┌─ EXTRACTED INFORMATION

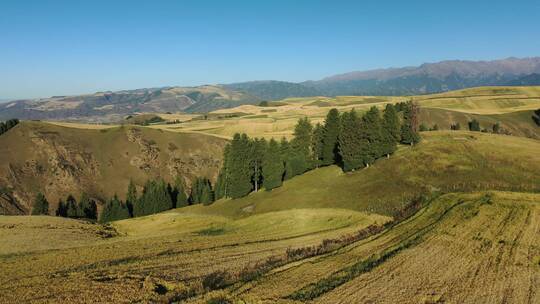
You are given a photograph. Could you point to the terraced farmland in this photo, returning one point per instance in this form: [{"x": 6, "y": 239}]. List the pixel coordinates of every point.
[{"x": 462, "y": 248}]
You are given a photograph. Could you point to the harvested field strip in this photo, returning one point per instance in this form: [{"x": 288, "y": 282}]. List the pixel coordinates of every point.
[{"x": 448, "y": 212}]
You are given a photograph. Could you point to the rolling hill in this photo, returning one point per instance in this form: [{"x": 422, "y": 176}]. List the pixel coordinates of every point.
[
  {"x": 510, "y": 106},
  {"x": 425, "y": 79},
  {"x": 60, "y": 160},
  {"x": 113, "y": 106}
]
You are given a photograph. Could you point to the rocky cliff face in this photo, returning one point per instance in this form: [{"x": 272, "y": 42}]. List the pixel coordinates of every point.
[{"x": 59, "y": 161}]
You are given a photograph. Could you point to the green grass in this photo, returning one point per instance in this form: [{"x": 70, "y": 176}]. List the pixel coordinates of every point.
[
  {"x": 518, "y": 123},
  {"x": 446, "y": 161}
]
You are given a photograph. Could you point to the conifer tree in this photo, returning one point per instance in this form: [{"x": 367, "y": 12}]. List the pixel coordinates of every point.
[
  {"x": 155, "y": 198},
  {"x": 114, "y": 210},
  {"x": 373, "y": 143},
  {"x": 390, "y": 130},
  {"x": 223, "y": 180},
  {"x": 207, "y": 195},
  {"x": 131, "y": 197},
  {"x": 330, "y": 153},
  {"x": 201, "y": 191},
  {"x": 285, "y": 153},
  {"x": 219, "y": 188},
  {"x": 72, "y": 208},
  {"x": 40, "y": 205},
  {"x": 350, "y": 141},
  {"x": 536, "y": 117},
  {"x": 87, "y": 207},
  {"x": 181, "y": 198},
  {"x": 474, "y": 125},
  {"x": 273, "y": 166},
  {"x": 409, "y": 128},
  {"x": 256, "y": 155},
  {"x": 301, "y": 156},
  {"x": 61, "y": 209},
  {"x": 240, "y": 169},
  {"x": 317, "y": 145}
]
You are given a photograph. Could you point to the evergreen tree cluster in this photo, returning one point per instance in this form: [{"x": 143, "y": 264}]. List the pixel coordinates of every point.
[
  {"x": 156, "y": 196},
  {"x": 5, "y": 126},
  {"x": 348, "y": 140}
]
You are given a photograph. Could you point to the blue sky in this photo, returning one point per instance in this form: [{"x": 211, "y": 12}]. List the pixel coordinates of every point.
[{"x": 72, "y": 47}]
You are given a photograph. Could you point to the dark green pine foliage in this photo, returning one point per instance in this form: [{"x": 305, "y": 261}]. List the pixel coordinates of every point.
[
  {"x": 179, "y": 190},
  {"x": 317, "y": 145},
  {"x": 350, "y": 141},
  {"x": 155, "y": 198},
  {"x": 72, "y": 209},
  {"x": 390, "y": 130},
  {"x": 330, "y": 153},
  {"x": 409, "y": 132},
  {"x": 114, "y": 210},
  {"x": 240, "y": 169},
  {"x": 301, "y": 157},
  {"x": 273, "y": 166},
  {"x": 222, "y": 186},
  {"x": 87, "y": 207},
  {"x": 131, "y": 197},
  {"x": 40, "y": 205},
  {"x": 61, "y": 210},
  {"x": 201, "y": 191},
  {"x": 536, "y": 117},
  {"x": 474, "y": 125},
  {"x": 286, "y": 154},
  {"x": 373, "y": 143},
  {"x": 256, "y": 155}
]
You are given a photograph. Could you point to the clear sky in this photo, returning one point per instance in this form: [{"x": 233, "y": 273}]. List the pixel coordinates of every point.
[{"x": 71, "y": 47}]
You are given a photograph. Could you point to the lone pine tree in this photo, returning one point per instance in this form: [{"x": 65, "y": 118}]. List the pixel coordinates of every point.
[
  {"x": 317, "y": 145},
  {"x": 240, "y": 166},
  {"x": 390, "y": 130},
  {"x": 409, "y": 128},
  {"x": 330, "y": 153},
  {"x": 273, "y": 166}
]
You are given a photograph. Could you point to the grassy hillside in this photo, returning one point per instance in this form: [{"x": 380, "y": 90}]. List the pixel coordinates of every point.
[
  {"x": 518, "y": 123},
  {"x": 484, "y": 100},
  {"x": 462, "y": 248},
  {"x": 470, "y": 244},
  {"x": 113, "y": 106},
  {"x": 508, "y": 105},
  {"x": 58, "y": 160},
  {"x": 153, "y": 258},
  {"x": 443, "y": 161}
]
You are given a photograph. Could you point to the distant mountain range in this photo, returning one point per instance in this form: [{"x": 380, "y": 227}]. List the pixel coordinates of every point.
[{"x": 424, "y": 79}]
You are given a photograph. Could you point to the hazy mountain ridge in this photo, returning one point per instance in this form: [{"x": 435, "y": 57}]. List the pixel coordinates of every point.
[
  {"x": 424, "y": 79},
  {"x": 113, "y": 106}
]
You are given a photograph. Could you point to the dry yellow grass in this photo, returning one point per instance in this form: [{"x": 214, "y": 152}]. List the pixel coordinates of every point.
[
  {"x": 78, "y": 125},
  {"x": 171, "y": 249},
  {"x": 480, "y": 247},
  {"x": 278, "y": 121}
]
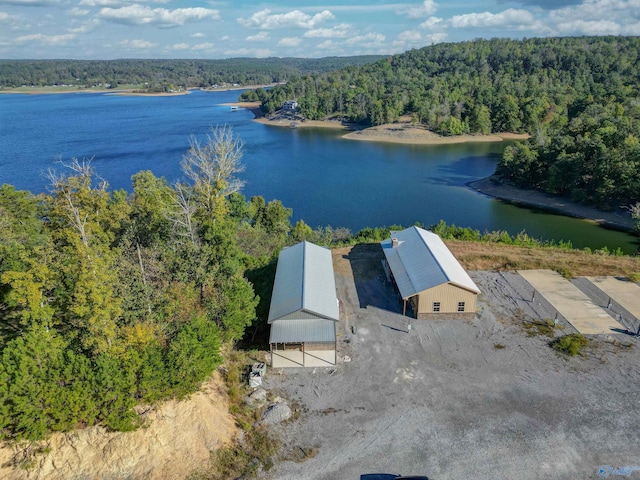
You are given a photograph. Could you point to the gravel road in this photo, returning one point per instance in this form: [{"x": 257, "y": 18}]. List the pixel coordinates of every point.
[{"x": 459, "y": 399}]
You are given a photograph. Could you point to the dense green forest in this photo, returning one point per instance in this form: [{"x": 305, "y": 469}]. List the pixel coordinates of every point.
[
  {"x": 108, "y": 301},
  {"x": 164, "y": 74},
  {"x": 578, "y": 98},
  {"x": 111, "y": 300}
]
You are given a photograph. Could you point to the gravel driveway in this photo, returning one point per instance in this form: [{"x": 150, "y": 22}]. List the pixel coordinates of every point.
[{"x": 457, "y": 399}]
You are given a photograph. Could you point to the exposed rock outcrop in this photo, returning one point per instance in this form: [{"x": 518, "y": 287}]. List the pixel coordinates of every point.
[{"x": 177, "y": 440}]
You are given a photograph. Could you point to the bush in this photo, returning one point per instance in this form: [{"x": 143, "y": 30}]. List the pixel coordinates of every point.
[{"x": 570, "y": 344}]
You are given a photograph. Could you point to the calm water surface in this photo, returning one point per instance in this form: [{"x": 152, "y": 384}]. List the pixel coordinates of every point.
[{"x": 325, "y": 179}]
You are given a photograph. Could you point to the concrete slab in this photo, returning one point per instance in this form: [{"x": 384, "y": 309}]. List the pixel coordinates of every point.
[
  {"x": 312, "y": 358},
  {"x": 621, "y": 290},
  {"x": 571, "y": 303}
]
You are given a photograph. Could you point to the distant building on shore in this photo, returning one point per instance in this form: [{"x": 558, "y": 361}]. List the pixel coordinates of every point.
[
  {"x": 428, "y": 276},
  {"x": 290, "y": 105}
]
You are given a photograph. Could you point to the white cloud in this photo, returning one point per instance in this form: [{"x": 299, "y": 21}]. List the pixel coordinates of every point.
[
  {"x": 264, "y": 20},
  {"x": 327, "y": 45},
  {"x": 161, "y": 17},
  {"x": 339, "y": 31},
  {"x": 372, "y": 39},
  {"x": 45, "y": 39},
  {"x": 202, "y": 46},
  {"x": 597, "y": 17},
  {"x": 100, "y": 3},
  {"x": 85, "y": 27},
  {"x": 435, "y": 38},
  {"x": 410, "y": 36},
  {"x": 428, "y": 7},
  {"x": 6, "y": 18},
  {"x": 137, "y": 43},
  {"x": 259, "y": 37},
  {"x": 289, "y": 42},
  {"x": 249, "y": 52},
  {"x": 432, "y": 22},
  {"x": 507, "y": 19},
  {"x": 31, "y": 3},
  {"x": 78, "y": 12}
]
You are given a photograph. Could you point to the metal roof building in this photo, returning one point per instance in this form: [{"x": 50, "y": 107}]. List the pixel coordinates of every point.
[
  {"x": 304, "y": 308},
  {"x": 428, "y": 276}
]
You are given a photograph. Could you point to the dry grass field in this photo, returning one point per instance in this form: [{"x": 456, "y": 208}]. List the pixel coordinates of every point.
[{"x": 570, "y": 263}]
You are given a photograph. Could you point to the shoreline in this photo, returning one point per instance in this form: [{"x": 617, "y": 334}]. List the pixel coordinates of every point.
[
  {"x": 123, "y": 92},
  {"x": 403, "y": 131},
  {"x": 406, "y": 133},
  {"x": 493, "y": 187}
]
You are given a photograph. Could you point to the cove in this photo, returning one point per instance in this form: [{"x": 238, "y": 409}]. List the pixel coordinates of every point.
[{"x": 327, "y": 180}]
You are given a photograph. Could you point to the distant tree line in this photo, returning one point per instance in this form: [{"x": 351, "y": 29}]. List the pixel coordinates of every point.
[
  {"x": 161, "y": 74},
  {"x": 578, "y": 98}
]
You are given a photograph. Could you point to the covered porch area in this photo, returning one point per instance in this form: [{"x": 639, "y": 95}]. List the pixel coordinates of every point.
[{"x": 303, "y": 354}]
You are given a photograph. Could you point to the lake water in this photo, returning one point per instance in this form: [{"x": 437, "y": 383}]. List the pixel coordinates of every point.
[{"x": 325, "y": 179}]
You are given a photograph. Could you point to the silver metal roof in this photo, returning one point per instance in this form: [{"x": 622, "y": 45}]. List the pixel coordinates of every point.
[
  {"x": 298, "y": 331},
  {"x": 304, "y": 282},
  {"x": 421, "y": 261}
]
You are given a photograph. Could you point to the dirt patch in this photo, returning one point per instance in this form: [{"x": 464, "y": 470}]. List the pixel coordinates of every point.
[
  {"x": 440, "y": 399},
  {"x": 178, "y": 439}
]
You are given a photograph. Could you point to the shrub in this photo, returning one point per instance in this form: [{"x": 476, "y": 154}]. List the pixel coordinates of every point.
[{"x": 570, "y": 344}]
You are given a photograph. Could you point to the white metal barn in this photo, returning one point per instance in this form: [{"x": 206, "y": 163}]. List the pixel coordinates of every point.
[
  {"x": 304, "y": 308},
  {"x": 428, "y": 276}
]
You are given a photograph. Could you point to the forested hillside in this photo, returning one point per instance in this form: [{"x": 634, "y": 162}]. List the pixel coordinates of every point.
[
  {"x": 161, "y": 74},
  {"x": 108, "y": 301},
  {"x": 578, "y": 98}
]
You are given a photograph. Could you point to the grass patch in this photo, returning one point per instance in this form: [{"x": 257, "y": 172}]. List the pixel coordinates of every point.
[
  {"x": 545, "y": 328},
  {"x": 571, "y": 345},
  {"x": 570, "y": 263}
]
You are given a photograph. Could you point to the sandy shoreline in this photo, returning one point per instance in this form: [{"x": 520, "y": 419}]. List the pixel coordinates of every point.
[
  {"x": 493, "y": 187},
  {"x": 402, "y": 131},
  {"x": 406, "y": 132},
  {"x": 126, "y": 91}
]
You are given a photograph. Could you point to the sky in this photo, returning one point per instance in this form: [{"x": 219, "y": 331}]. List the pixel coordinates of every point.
[{"x": 110, "y": 29}]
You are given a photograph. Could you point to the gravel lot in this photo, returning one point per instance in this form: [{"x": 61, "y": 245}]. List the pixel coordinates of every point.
[{"x": 455, "y": 399}]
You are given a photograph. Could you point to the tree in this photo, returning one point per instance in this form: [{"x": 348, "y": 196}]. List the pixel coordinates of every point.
[{"x": 212, "y": 169}]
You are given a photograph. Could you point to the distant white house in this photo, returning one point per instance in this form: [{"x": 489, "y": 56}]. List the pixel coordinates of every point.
[{"x": 290, "y": 105}]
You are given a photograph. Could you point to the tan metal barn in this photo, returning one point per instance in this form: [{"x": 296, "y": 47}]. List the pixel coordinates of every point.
[
  {"x": 304, "y": 308},
  {"x": 428, "y": 276}
]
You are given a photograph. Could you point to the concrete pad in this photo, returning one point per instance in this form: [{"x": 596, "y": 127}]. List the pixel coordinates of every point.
[
  {"x": 587, "y": 317},
  {"x": 312, "y": 358},
  {"x": 621, "y": 290}
]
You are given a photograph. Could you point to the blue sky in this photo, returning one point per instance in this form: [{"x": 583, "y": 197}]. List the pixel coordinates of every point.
[{"x": 108, "y": 29}]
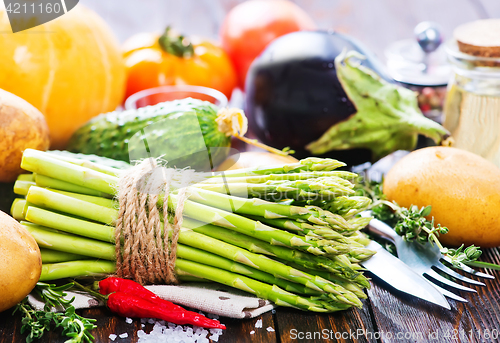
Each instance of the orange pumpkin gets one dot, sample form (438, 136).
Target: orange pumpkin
(70, 68)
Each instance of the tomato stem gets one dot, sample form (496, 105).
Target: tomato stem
(175, 44)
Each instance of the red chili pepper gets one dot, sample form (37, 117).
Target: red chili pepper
(129, 305)
(114, 284)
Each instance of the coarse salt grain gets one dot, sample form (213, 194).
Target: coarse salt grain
(168, 332)
(258, 324)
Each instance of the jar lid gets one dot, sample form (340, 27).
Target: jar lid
(408, 63)
(479, 38)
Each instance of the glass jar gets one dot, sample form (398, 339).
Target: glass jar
(472, 107)
(425, 74)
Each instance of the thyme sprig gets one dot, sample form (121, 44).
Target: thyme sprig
(412, 224)
(35, 323)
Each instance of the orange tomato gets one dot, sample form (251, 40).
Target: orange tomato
(152, 61)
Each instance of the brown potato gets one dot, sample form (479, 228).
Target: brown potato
(462, 188)
(20, 262)
(254, 159)
(22, 126)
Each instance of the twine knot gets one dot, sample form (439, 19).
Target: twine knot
(146, 245)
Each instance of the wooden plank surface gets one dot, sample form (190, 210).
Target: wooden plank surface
(355, 325)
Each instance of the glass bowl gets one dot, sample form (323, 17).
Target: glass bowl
(156, 95)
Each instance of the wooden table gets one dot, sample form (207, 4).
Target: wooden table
(385, 317)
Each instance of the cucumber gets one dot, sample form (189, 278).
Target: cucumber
(182, 132)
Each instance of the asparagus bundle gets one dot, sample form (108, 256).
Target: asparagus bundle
(241, 229)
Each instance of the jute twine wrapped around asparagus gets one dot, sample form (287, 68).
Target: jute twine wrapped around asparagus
(270, 236)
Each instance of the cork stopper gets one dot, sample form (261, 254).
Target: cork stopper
(479, 38)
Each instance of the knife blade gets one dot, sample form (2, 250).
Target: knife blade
(396, 273)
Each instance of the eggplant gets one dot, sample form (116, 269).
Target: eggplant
(294, 97)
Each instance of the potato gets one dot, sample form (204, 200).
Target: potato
(254, 159)
(20, 262)
(462, 188)
(22, 126)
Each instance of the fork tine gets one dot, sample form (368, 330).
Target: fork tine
(469, 270)
(453, 273)
(449, 294)
(447, 282)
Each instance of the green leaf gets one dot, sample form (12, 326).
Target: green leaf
(426, 211)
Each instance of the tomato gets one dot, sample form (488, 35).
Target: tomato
(250, 26)
(153, 60)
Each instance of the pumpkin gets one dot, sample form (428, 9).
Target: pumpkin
(70, 68)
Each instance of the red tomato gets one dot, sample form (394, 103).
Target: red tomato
(250, 26)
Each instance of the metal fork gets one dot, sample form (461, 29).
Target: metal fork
(425, 260)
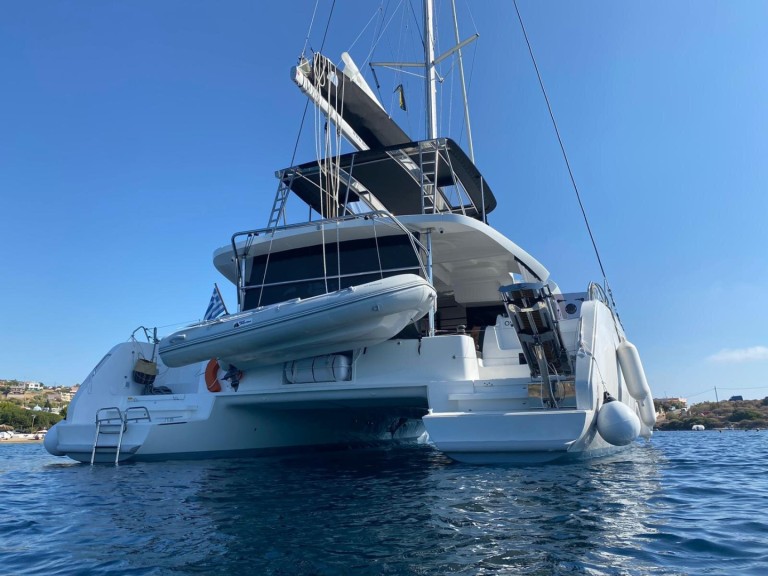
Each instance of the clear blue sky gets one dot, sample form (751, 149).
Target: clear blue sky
(137, 136)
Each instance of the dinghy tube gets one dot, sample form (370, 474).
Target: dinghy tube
(634, 376)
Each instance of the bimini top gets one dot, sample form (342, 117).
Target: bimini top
(400, 179)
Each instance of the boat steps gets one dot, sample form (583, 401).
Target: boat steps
(111, 425)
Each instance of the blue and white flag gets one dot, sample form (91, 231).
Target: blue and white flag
(216, 306)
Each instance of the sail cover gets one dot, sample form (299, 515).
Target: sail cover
(350, 102)
(396, 176)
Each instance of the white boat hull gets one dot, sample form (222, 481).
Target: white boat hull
(347, 319)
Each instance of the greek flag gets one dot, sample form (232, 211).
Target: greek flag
(216, 306)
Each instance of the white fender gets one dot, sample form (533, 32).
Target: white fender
(51, 441)
(634, 376)
(617, 423)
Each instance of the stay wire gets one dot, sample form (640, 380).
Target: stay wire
(306, 104)
(562, 147)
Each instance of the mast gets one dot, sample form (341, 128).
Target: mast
(429, 67)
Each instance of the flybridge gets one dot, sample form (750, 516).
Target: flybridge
(389, 171)
(431, 176)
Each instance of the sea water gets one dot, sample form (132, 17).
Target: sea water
(685, 503)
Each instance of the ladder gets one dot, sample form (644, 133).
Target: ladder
(281, 198)
(111, 423)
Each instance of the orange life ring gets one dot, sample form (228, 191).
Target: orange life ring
(212, 376)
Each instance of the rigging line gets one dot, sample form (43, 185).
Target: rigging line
(380, 12)
(309, 30)
(322, 45)
(560, 140)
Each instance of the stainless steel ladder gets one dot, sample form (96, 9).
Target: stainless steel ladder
(112, 422)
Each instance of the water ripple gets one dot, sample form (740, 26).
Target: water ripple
(685, 504)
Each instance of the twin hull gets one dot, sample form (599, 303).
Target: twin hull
(474, 410)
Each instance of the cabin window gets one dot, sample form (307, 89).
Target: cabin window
(304, 272)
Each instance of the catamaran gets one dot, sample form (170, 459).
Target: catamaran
(395, 313)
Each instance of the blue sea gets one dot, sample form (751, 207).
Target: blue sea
(685, 503)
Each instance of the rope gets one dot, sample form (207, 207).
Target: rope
(562, 147)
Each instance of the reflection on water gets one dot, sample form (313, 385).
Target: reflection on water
(401, 511)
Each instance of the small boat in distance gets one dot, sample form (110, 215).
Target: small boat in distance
(395, 313)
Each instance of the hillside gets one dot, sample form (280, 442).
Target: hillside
(742, 415)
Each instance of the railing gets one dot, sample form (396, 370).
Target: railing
(383, 217)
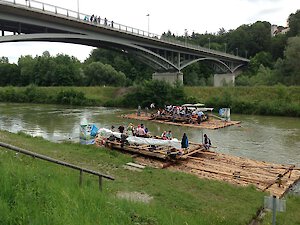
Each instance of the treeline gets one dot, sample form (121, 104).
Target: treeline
(275, 100)
(273, 60)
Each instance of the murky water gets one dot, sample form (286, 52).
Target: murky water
(272, 139)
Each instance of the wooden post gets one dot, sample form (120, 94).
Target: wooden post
(100, 183)
(80, 178)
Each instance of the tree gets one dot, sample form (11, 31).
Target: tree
(4, 59)
(294, 24)
(289, 68)
(9, 74)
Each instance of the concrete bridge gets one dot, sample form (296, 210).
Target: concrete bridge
(37, 21)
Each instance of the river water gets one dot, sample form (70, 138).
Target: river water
(265, 138)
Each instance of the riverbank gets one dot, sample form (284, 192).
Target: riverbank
(276, 100)
(173, 197)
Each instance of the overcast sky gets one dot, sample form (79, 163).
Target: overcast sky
(199, 16)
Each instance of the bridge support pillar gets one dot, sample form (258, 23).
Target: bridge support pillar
(169, 77)
(227, 79)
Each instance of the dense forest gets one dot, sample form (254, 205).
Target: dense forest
(273, 60)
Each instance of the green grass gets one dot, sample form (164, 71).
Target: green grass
(37, 192)
(290, 217)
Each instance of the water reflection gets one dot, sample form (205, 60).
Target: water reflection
(273, 139)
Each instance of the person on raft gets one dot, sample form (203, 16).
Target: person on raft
(184, 141)
(207, 142)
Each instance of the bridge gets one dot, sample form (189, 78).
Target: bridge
(36, 21)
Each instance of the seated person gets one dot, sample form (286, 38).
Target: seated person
(207, 142)
(169, 135)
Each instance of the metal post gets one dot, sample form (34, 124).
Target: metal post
(274, 210)
(148, 15)
(80, 178)
(100, 183)
(78, 9)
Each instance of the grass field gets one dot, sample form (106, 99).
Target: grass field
(37, 192)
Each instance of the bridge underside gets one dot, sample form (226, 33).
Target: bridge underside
(19, 24)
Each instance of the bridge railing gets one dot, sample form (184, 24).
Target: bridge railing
(103, 22)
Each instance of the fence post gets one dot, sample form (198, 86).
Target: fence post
(80, 178)
(100, 183)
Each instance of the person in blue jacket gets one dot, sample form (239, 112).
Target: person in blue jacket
(184, 141)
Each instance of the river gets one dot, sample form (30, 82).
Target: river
(265, 138)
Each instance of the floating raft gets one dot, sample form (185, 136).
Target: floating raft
(159, 152)
(274, 178)
(209, 124)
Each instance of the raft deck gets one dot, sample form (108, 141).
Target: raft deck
(276, 179)
(159, 152)
(211, 123)
(273, 178)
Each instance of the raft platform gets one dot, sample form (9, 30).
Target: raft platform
(211, 123)
(158, 152)
(276, 179)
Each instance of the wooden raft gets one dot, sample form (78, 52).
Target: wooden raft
(209, 124)
(160, 152)
(268, 177)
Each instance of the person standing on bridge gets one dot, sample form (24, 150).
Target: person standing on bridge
(92, 18)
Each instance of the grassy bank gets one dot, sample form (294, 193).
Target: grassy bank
(275, 100)
(37, 192)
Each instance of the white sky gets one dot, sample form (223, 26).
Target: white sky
(199, 16)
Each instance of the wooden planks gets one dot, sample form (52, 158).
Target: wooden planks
(209, 124)
(242, 171)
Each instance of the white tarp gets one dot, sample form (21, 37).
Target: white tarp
(106, 133)
(153, 141)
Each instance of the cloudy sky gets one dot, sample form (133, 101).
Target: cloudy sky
(199, 16)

└─

_PROBLEM TO SOLVE:_
From the line holding "You are given a photograph. Could you point to the tan" to the line holding "Each instance of the wooden plank surface", both included, retype the entries above exactly and drop the pictures.

_EXERCISE SOLUTION:_
You are given a photograph. Could you point to the tan metal barn in this photo, returning one point per instance in this form: [{"x": 296, "y": 47}]. List the pixel coordinates of every point.
[
  {"x": 304, "y": 308},
  {"x": 428, "y": 276}
]
You are given a photograph. Could you point to the concrete pad in this photo, returning one point per instance in this form: [{"x": 596, "y": 127}]. List the pixel coordinates of every point.
[
  {"x": 587, "y": 317},
  {"x": 312, "y": 358},
  {"x": 621, "y": 290}
]
You are given a photograph. Could you point to the blue sky in this photo, returning one point per instance in this form: [{"x": 583, "y": 197}]. List the pixel coordinates of every point.
[{"x": 108, "y": 29}]
Each instance of the orange pumpkin gets one dot, sample form (438, 136).
Target: orange pumpkin
(70, 68)
Each instance of the tomato stem gets one dot, sample form (496, 105).
Target: tomato stem
(175, 44)
Each instance of the red chili pepper gets one dot, sample form (37, 117).
Target: red chili pepper
(129, 305)
(114, 284)
Each instance of the coarse salt grain gets one dot, sample form (213, 194).
Target: coarse salt grain
(168, 332)
(258, 324)
Each instance of the jar lid gets one dot, sample form (340, 27).
Target: jar lid
(408, 63)
(479, 38)
Each instance of the glass jar gets one dot, sample form (398, 339).
Target: glass jar
(472, 107)
(425, 74)
Each instance of the thyme sprig gets one dot, sample form (121, 44).
Target: thyme sprig
(412, 224)
(35, 323)
Each instance of the orange tomato gets one dot, sample form (251, 40).
Target: orange tomato
(152, 61)
Each instance of the brown potato gets one dot, sample form (479, 228).
Target: brown potato
(462, 188)
(20, 262)
(254, 159)
(22, 126)
Each instance of the twine knot gets one dot, sample form (439, 19).
Target: twine knot
(146, 245)
Each instance of the wooden plank surface gets one dot, sample form (190, 210).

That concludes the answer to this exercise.